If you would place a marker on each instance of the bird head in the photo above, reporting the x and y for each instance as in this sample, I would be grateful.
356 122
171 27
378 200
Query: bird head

•••

=== Written exercise ===
Could you rename "bird head" to "head of the bird" throughout the items above and give every line back with nothing else changed?

=== Correct output ===
If you would place a marker on each instance of the head of the bird in the photo above, reporting the x and y for each instance as in this sample, I would be grateful.
356 122
171 27
378 200
Query: head of the bird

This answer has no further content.